[[ INPUT RECORDS, beginning ]]

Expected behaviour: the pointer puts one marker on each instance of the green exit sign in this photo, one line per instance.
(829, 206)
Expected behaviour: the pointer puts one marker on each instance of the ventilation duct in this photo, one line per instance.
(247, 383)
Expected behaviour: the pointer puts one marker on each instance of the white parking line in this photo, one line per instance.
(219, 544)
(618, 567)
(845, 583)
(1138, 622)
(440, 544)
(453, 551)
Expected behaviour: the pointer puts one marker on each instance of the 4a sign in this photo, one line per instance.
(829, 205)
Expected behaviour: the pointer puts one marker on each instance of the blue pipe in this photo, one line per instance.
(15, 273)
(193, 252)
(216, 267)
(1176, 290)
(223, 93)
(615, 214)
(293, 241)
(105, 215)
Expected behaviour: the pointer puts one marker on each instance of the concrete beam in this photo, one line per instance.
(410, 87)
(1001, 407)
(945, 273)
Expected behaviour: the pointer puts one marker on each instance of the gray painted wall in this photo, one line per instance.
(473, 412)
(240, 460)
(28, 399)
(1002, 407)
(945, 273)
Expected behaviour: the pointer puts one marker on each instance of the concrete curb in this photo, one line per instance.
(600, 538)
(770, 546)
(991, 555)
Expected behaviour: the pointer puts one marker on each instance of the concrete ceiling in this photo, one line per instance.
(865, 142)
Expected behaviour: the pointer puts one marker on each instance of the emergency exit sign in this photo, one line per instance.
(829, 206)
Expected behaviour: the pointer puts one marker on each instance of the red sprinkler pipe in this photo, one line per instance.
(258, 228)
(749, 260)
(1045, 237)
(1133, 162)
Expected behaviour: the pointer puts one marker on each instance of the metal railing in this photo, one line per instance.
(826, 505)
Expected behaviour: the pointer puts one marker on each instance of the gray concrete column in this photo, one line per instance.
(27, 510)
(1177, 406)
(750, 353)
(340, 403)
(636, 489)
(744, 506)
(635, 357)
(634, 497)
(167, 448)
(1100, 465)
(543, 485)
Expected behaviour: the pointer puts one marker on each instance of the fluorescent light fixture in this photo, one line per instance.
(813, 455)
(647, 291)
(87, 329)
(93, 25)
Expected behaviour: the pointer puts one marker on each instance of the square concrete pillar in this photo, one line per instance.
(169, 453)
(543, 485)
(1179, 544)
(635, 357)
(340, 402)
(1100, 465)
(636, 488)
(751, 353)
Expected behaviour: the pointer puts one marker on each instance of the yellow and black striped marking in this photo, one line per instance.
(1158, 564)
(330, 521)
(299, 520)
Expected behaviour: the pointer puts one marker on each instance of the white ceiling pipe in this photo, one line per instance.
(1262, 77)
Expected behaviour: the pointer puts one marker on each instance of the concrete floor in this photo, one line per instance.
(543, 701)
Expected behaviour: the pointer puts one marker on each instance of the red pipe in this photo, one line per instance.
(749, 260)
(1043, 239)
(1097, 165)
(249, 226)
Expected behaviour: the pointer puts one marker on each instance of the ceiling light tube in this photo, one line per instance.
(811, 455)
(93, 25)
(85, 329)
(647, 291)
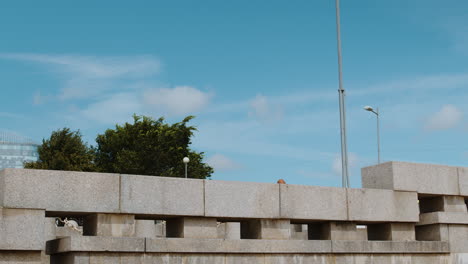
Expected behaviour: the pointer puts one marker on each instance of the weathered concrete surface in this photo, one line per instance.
(118, 225)
(22, 229)
(443, 218)
(161, 196)
(382, 206)
(241, 200)
(60, 190)
(95, 244)
(312, 203)
(192, 227)
(405, 176)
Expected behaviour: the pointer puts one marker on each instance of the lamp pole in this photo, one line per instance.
(376, 112)
(341, 94)
(186, 160)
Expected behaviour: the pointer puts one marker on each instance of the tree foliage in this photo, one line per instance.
(64, 150)
(150, 147)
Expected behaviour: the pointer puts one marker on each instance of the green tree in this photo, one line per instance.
(150, 147)
(64, 150)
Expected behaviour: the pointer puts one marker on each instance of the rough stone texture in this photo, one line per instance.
(463, 180)
(266, 229)
(145, 228)
(192, 227)
(234, 246)
(22, 229)
(382, 205)
(20, 257)
(405, 176)
(436, 232)
(161, 195)
(313, 203)
(95, 244)
(458, 238)
(118, 225)
(61, 190)
(443, 218)
(392, 232)
(241, 200)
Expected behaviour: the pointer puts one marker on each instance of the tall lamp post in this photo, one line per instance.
(341, 93)
(376, 112)
(186, 160)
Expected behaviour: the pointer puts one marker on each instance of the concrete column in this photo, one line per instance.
(118, 225)
(442, 204)
(192, 227)
(436, 232)
(392, 231)
(334, 231)
(266, 229)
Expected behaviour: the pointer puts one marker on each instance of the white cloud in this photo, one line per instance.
(353, 161)
(87, 76)
(263, 109)
(447, 117)
(222, 163)
(180, 100)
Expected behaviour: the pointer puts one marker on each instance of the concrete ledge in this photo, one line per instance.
(406, 176)
(161, 195)
(174, 245)
(95, 244)
(22, 229)
(241, 199)
(443, 218)
(374, 205)
(390, 247)
(313, 203)
(60, 190)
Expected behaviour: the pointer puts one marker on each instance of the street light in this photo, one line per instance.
(376, 112)
(186, 160)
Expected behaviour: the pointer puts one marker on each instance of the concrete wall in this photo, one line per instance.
(411, 213)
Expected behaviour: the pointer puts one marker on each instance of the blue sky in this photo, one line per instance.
(261, 77)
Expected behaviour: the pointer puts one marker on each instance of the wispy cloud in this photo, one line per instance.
(447, 117)
(222, 163)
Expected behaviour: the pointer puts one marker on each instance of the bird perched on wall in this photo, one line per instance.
(72, 224)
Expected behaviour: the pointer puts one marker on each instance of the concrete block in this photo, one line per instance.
(436, 232)
(20, 257)
(392, 232)
(374, 205)
(313, 203)
(236, 246)
(463, 180)
(161, 196)
(118, 225)
(62, 191)
(443, 218)
(192, 227)
(405, 176)
(458, 238)
(241, 199)
(22, 229)
(145, 228)
(95, 244)
(266, 229)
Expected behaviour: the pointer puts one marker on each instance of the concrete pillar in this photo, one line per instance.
(391, 232)
(442, 204)
(436, 232)
(192, 227)
(334, 231)
(118, 225)
(145, 228)
(266, 229)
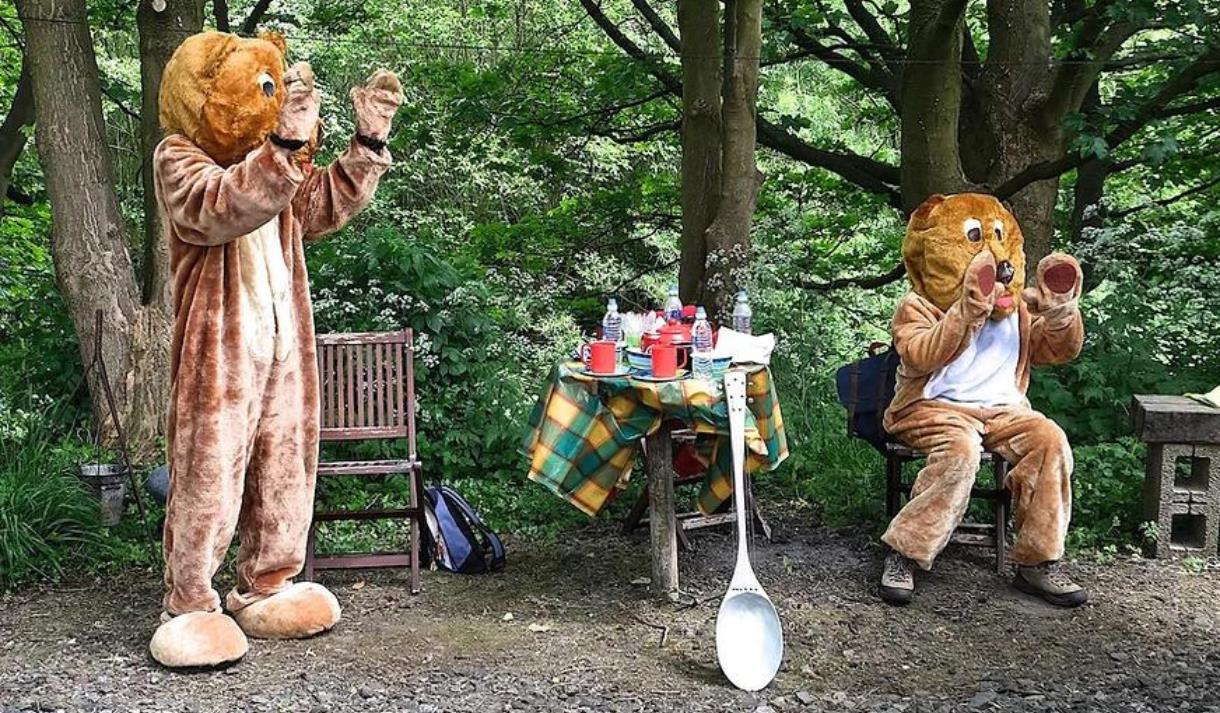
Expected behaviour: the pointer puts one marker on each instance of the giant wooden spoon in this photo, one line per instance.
(749, 637)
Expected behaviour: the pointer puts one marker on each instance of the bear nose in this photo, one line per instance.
(1004, 271)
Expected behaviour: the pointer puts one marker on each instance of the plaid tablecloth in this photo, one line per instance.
(583, 432)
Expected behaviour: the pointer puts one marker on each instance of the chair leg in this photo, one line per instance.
(310, 541)
(893, 484)
(999, 466)
(637, 513)
(419, 521)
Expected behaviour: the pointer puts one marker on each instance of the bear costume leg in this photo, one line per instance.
(941, 493)
(953, 437)
(1040, 481)
(278, 487)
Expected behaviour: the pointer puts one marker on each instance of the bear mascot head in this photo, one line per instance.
(225, 93)
(948, 236)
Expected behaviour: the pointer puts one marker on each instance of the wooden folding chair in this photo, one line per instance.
(367, 392)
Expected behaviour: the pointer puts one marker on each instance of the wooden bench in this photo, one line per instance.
(366, 391)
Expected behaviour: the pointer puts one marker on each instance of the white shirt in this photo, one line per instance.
(985, 374)
(266, 291)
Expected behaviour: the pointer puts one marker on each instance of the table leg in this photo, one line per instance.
(661, 520)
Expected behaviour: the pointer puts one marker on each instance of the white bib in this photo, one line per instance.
(266, 289)
(985, 374)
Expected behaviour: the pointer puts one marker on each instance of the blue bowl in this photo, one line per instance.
(639, 360)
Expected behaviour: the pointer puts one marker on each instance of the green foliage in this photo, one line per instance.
(48, 520)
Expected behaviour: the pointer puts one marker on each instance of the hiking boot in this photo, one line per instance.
(1051, 582)
(897, 580)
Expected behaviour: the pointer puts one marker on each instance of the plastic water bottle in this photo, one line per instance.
(743, 315)
(611, 324)
(700, 352)
(672, 308)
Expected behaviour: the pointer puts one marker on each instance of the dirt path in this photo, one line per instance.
(582, 637)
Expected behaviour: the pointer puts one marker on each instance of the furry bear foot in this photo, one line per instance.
(299, 612)
(198, 639)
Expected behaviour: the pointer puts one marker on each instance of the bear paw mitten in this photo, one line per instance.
(1057, 296)
(376, 103)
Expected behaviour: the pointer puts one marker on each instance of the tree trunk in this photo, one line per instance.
(161, 32)
(931, 103)
(12, 131)
(699, 28)
(728, 237)
(1013, 88)
(88, 236)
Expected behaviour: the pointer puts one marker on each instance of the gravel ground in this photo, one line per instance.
(566, 629)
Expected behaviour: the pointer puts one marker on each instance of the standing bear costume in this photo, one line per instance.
(966, 336)
(239, 197)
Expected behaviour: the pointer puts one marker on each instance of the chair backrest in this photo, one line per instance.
(366, 382)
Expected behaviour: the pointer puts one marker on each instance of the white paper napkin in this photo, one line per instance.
(744, 348)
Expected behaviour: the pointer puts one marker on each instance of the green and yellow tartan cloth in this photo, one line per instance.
(583, 432)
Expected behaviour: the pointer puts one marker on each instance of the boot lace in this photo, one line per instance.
(1055, 575)
(898, 567)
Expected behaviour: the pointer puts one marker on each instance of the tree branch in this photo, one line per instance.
(1074, 77)
(255, 17)
(886, 45)
(12, 134)
(1179, 84)
(866, 282)
(659, 26)
(868, 77)
(868, 173)
(220, 12)
(637, 134)
(1170, 200)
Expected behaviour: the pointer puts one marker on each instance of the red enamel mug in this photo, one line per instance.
(600, 357)
(665, 360)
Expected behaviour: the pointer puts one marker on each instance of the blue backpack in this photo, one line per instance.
(865, 388)
(456, 539)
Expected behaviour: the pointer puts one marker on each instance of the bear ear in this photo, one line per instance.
(276, 39)
(926, 208)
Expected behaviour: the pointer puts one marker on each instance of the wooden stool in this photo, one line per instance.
(970, 534)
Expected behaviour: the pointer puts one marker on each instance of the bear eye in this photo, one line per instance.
(974, 230)
(267, 84)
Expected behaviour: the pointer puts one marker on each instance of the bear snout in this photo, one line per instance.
(1004, 272)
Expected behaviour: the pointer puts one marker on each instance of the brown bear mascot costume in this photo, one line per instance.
(239, 197)
(966, 335)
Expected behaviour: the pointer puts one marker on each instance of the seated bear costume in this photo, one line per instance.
(968, 333)
(239, 195)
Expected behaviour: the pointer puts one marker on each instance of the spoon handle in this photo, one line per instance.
(735, 396)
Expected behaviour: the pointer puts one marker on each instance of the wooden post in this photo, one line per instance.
(661, 520)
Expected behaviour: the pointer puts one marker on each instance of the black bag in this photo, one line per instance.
(865, 388)
(456, 539)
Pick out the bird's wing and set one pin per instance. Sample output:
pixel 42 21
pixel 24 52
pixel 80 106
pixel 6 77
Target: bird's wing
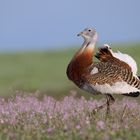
pixel 112 75
pixel 108 77
pixel 106 54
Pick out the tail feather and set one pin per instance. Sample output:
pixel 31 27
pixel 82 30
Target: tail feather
pixel 133 94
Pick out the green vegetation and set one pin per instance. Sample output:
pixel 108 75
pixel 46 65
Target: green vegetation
pixel 31 116
pixel 43 71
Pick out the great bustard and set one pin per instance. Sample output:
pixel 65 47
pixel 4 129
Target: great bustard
pixel 115 73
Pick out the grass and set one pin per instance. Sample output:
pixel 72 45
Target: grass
pixel 26 117
pixel 43 71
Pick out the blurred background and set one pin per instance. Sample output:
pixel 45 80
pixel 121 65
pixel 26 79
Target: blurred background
pixel 38 39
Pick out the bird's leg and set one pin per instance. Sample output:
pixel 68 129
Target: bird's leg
pixel 110 100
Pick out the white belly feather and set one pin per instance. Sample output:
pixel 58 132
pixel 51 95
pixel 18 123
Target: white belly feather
pixel 116 88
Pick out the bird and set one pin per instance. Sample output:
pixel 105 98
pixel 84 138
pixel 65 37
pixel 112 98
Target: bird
pixel 113 72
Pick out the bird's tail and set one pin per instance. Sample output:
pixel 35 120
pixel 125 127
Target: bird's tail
pixel 104 53
pixel 133 94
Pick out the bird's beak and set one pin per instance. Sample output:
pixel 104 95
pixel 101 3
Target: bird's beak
pixel 80 34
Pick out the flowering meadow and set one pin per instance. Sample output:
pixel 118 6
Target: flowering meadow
pixel 31 117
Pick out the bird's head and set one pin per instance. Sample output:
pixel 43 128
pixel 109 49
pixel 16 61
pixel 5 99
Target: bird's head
pixel 89 34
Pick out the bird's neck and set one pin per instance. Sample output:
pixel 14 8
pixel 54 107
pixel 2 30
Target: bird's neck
pixel 85 54
pixel 80 62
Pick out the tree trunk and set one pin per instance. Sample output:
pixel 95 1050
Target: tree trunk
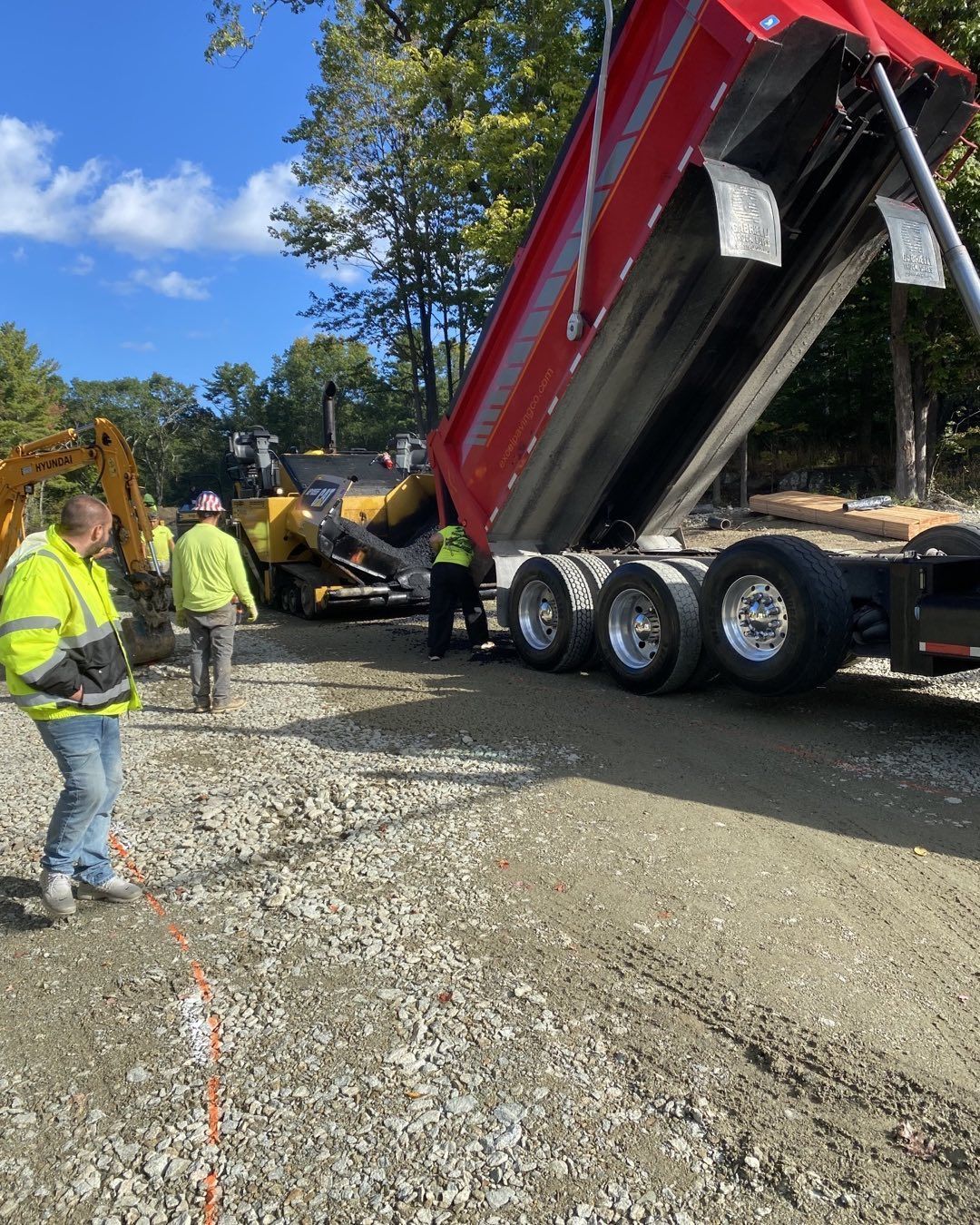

[[ INPUT RECORDS, end ]]

In the data above, find the line containing "pixel 109 49"; from there, please write out each line through the end, exactly, with the pictures omitted.

pixel 109 49
pixel 16 61
pixel 5 99
Target: bird's head
pixel 89 34
Pick out the bird's neck and set one pin per instance. Sample output:
pixel 14 8
pixel 54 107
pixel 2 30
Target: bird's neck
pixel 85 54
pixel 80 62
Pick out the tree trunk and set one pin per instance. Sample output:
pixel 95 1050
Target: tree trunk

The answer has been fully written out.